▶ _Exercise_
Omit every image, and transcribe the remaining entries exactly as given.

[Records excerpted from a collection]
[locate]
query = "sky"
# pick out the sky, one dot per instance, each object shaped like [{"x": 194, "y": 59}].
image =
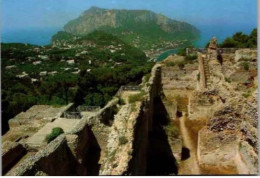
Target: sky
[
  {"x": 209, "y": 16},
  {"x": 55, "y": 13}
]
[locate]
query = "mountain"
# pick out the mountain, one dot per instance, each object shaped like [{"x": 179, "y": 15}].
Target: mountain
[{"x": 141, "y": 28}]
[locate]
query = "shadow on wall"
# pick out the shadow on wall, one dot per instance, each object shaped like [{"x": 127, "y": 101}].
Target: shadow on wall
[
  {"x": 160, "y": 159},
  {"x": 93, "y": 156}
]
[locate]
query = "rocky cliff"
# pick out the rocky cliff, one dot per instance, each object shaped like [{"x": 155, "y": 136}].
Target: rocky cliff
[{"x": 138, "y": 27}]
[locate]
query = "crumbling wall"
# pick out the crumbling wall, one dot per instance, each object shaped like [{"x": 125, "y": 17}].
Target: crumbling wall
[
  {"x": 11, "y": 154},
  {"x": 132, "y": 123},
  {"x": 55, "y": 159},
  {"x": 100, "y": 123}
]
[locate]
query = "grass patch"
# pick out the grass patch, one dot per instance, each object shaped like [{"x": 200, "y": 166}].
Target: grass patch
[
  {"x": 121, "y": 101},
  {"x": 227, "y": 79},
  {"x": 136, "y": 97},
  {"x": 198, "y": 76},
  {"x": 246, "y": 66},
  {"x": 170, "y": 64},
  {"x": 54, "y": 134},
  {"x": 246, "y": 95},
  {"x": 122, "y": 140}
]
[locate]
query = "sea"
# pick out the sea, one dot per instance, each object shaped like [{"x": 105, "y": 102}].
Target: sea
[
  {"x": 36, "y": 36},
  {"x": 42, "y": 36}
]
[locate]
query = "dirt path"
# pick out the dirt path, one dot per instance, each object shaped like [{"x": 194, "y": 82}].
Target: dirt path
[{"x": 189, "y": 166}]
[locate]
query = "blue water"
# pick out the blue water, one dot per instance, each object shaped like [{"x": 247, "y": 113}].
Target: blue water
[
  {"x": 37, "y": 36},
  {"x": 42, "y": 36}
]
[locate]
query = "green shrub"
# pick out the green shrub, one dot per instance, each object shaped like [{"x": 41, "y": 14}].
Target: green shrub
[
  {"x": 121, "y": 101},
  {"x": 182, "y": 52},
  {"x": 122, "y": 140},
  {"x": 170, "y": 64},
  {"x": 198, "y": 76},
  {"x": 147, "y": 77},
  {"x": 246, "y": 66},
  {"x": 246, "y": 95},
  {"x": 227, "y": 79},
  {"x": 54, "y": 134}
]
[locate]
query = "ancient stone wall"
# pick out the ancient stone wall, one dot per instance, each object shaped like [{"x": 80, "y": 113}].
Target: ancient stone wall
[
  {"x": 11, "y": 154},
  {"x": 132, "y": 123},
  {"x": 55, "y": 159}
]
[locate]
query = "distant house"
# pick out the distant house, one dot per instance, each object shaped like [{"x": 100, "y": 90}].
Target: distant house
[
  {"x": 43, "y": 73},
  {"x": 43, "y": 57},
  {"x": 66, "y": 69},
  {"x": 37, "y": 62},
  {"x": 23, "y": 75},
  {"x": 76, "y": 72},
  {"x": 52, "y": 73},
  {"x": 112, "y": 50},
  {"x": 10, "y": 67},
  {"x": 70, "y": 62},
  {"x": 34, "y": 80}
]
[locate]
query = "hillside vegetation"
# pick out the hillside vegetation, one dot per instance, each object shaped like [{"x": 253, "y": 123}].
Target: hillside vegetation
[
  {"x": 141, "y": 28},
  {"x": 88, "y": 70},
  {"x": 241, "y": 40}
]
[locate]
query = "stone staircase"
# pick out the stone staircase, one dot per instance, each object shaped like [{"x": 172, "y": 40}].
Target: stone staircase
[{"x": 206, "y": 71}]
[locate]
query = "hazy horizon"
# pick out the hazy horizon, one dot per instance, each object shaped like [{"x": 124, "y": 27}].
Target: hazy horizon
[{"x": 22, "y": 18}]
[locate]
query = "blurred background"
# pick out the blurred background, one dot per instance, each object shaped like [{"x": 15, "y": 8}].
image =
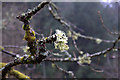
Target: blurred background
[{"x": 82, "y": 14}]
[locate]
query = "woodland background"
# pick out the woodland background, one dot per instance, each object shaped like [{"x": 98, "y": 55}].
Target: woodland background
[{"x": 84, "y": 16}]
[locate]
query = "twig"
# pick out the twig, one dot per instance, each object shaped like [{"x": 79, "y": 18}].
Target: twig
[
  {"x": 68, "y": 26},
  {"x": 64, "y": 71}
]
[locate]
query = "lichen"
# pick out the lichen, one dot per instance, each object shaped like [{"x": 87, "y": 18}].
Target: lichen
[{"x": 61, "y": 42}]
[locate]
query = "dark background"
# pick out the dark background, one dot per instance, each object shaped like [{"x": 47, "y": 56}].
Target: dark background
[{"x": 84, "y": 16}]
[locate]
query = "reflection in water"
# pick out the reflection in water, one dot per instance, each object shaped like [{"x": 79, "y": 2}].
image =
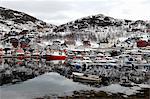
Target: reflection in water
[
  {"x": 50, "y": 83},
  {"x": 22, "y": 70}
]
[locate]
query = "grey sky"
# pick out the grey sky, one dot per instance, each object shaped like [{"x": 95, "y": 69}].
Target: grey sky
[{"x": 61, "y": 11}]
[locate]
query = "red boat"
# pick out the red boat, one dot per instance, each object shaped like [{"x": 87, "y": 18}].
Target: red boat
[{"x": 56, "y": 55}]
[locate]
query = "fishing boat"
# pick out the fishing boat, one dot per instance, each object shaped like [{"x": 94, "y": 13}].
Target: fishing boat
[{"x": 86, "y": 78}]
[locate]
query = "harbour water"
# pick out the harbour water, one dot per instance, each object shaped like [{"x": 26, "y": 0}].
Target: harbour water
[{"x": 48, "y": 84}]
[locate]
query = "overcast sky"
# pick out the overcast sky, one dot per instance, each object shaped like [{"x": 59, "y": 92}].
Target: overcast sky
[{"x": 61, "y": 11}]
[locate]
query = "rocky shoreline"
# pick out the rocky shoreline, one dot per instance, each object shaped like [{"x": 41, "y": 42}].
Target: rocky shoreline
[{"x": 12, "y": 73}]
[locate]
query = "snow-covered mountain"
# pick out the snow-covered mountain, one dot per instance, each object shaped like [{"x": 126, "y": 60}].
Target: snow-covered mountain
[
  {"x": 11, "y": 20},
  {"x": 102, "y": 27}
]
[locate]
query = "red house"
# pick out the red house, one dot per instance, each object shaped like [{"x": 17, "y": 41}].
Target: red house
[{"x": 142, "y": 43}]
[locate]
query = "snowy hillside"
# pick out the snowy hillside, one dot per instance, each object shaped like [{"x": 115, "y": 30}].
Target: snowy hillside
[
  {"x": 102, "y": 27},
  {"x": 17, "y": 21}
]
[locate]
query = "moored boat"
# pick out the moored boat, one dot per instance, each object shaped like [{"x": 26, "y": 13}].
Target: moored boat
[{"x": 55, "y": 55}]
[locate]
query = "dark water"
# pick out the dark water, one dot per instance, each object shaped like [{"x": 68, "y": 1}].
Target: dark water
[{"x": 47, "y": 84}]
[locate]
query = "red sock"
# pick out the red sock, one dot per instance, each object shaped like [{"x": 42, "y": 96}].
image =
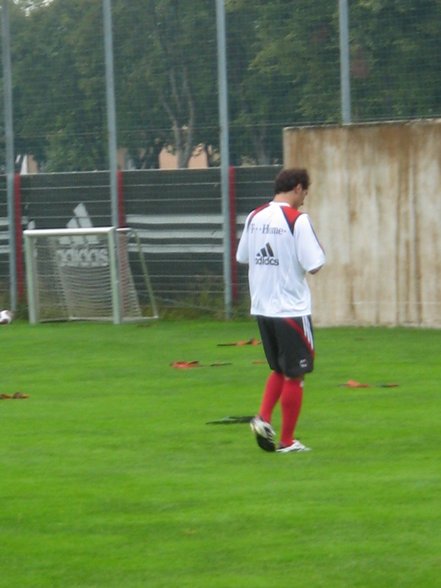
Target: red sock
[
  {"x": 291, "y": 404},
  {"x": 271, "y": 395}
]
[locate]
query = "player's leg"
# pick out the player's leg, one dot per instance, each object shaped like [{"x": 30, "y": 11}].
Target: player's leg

▶ _Your response_
[locate]
query = "sky"
# pick out the sky, one dot per instance, each object shaped like [{"x": 194, "y": 59}].
image =
Target: sky
[
  {"x": 209, "y": 16},
  {"x": 55, "y": 13}
]
[locate]
query = "mountain"
# pick out the mountain, one dot per instance, each object shaped like [{"x": 179, "y": 15}].
Target: mountain
[{"x": 141, "y": 28}]
[locate]
query = "shadow on wall"
# pick out the shadow on wall, one dot per instance, each object shaped like [{"x": 127, "y": 101}].
Target: shadow on wall
[
  {"x": 160, "y": 159},
  {"x": 93, "y": 156}
]
[locate]
query = "rocky cliff"
# pick out the rocky cliff, one dot per instance, each object shaped like [{"x": 155, "y": 136}].
Target: rocky cliff
[{"x": 138, "y": 27}]
[locate]
query = "crumbling wall"
# pick out the crumbling wall, one dot per instance, each object shaped like [{"x": 125, "y": 17}].
Target: crumbling wall
[
  {"x": 11, "y": 154},
  {"x": 132, "y": 123},
  {"x": 55, "y": 159},
  {"x": 100, "y": 123}
]
[locate]
query = "grass patch"
# pick out the grass patch, one dot per instance, each object shaped like [{"x": 200, "y": 166}].
Target: grass patch
[
  {"x": 121, "y": 101},
  {"x": 227, "y": 79},
  {"x": 136, "y": 97},
  {"x": 198, "y": 76},
  {"x": 246, "y": 66},
  {"x": 170, "y": 64},
  {"x": 54, "y": 134},
  {"x": 246, "y": 95},
  {"x": 122, "y": 140}
]
[locate]
query = "sea"
# pick out the sea, one dot per instance, each object shaped like [{"x": 105, "y": 102}].
Target: sea
[
  {"x": 36, "y": 36},
  {"x": 42, "y": 36}
]
[locate]
query = "dirt path"
# pick out the dirt path, one dot per instance, each object shaped like [{"x": 194, "y": 82}].
Target: dirt path
[{"x": 189, "y": 166}]
[locate]
query = "blue water"
# pick out the blue water, one dot per instance, each object shaped like [{"x": 247, "y": 113}].
Target: blue water
[
  {"x": 37, "y": 36},
  {"x": 42, "y": 36}
]
[locate]
query = "green shrub"
# pick out the green shrub, one dot per instance, each object shaped like [{"x": 41, "y": 14}].
Target: green shrub
[
  {"x": 121, "y": 101},
  {"x": 182, "y": 52},
  {"x": 122, "y": 140},
  {"x": 170, "y": 64},
  {"x": 198, "y": 76},
  {"x": 147, "y": 77},
  {"x": 246, "y": 66},
  {"x": 246, "y": 95},
  {"x": 227, "y": 79},
  {"x": 54, "y": 134}
]
[locate]
query = "ancient stone wall"
# pick out the ancient stone wall, one dot per instance, each object shaped like [{"x": 80, "y": 113}].
Target: ancient stone wall
[
  {"x": 11, "y": 154},
  {"x": 132, "y": 123},
  {"x": 55, "y": 159}
]
[locate]
query = "distant house"
# pick out the distant house, one dot per instance, each object shaped like [{"x": 100, "y": 90}].
Target: distant house
[
  {"x": 43, "y": 73},
  {"x": 43, "y": 57},
  {"x": 66, "y": 69},
  {"x": 37, "y": 62},
  {"x": 23, "y": 75},
  {"x": 76, "y": 72},
  {"x": 52, "y": 73},
  {"x": 112, "y": 50},
  {"x": 10, "y": 67},
  {"x": 70, "y": 62},
  {"x": 34, "y": 80}
]
[locate]
query = "hillside vegetation"
# pick out the hillside vegetation, one dot per instance, each object shaped like [{"x": 253, "y": 123}].
Target: hillside vegetation
[
  {"x": 141, "y": 28},
  {"x": 88, "y": 70},
  {"x": 241, "y": 40}
]
[locate]
query = "stone staircase"
# pick out the stone staircase, one dot per instance, each object shaped like [{"x": 172, "y": 40}].
Target: stone staircase
[{"x": 206, "y": 71}]
[locate]
query = "hazy horizon"
# pick out the hazy horizon, one dot per instance, each object shaped like [{"x": 124, "y": 27}].
Target: hazy horizon
[{"x": 22, "y": 18}]
[locate]
query = "blurred background"
# pick out the blurred background, one dot per instance, each object shaped like [{"x": 15, "y": 8}].
image =
Target: blurred background
[{"x": 82, "y": 14}]
[locate]
query = "woodland background"
# pick out the woodland background, one dot per instance, each object shaped like [{"x": 98, "y": 55}].
Target: woodland background
[{"x": 84, "y": 16}]
[locate]
query = "twig"
# pick out the twig, one dot per instance, each object shaped like [{"x": 79, "y": 18}].
Target: twig
[
  {"x": 68, "y": 26},
  {"x": 64, "y": 71}
]
[locate]
query = "lichen"
# pick out the lichen, one dot per instance, each object shaped like [{"x": 87, "y": 18}].
Target: lichen
[{"x": 61, "y": 42}]
[locate]
query = "dark background"
# pick out the dark background, one dot per instance, each object shaped like [{"x": 47, "y": 56}].
Target: dark background
[{"x": 84, "y": 16}]
[locate]
query = "reflection in water"
# pick out the reflection in water, one dot per instance, each object shaped like [{"x": 79, "y": 2}].
image =
Target: reflection in water
[
  {"x": 50, "y": 83},
  {"x": 22, "y": 70}
]
[locate]
query = "grey sky"
# pick out the grey sky, one dot per instance, each object shaped like [{"x": 95, "y": 69}].
Target: grey sky
[{"x": 61, "y": 11}]
[locate]
query = "red boat"
# pick out the red boat, one dot per instance, each object shaped like [{"x": 87, "y": 18}].
Target: red boat
[{"x": 56, "y": 55}]
[locate]
query = "fishing boat"
# pick out the fishing boat, one dot per instance, each object shaped like [{"x": 94, "y": 13}].
Target: fishing boat
[{"x": 86, "y": 78}]
[locate]
query = "harbour water"
# pick out the harbour water, one dot per instance, each object shaped like [{"x": 26, "y": 0}].
Target: harbour water
[{"x": 48, "y": 84}]
[locate]
query = "overcast sky"
# pick out the overcast sky, one dot per instance, each object shaped like [{"x": 59, "y": 92}].
Target: overcast sky
[{"x": 61, "y": 11}]
[locate]
query = "rocky shoreline"
# pick out the rocky shoreline, one dot per instance, each object shaped like [{"x": 41, "y": 42}].
Target: rocky shoreline
[{"x": 12, "y": 73}]
[locate]
query = "snow-covered mountain"
# pick out the snow-covered mountain, one dot per instance, each object shaped like [{"x": 126, "y": 60}].
Target: snow-covered mountain
[
  {"x": 11, "y": 20},
  {"x": 102, "y": 27}
]
[locate]
query = "red house"
# pick out the red house, one dot per instance, each object shaped like [{"x": 17, "y": 41}].
Target: red house
[{"x": 142, "y": 43}]
[locate]
query = "snowy hillside"
# pick out the snowy hillside, one dot per instance, each object shaped like [{"x": 115, "y": 30}].
Target: snowy hillside
[
  {"x": 102, "y": 27},
  {"x": 17, "y": 21}
]
[locate]
query = "moored boat"
# pick out the moored boat, one dot per instance, each object shaped like [{"x": 26, "y": 13}].
Target: moored boat
[{"x": 55, "y": 55}]
[locate]
query = "dark water"
# pick out the dark water, one dot per instance, each object shaped like [{"x": 68, "y": 1}].
Target: dark water
[{"x": 47, "y": 84}]
[locate]
query = "red sock"
# pick out the red sock, one dot per instance, each object shaped like [{"x": 42, "y": 96}].
image =
Target: red sock
[
  {"x": 291, "y": 404},
  {"x": 271, "y": 395}
]
[locate]
query = "player's leg"
# pick out the player's leg, one dot per instance, each object shaped like [{"x": 30, "y": 11}].
Target: player's leg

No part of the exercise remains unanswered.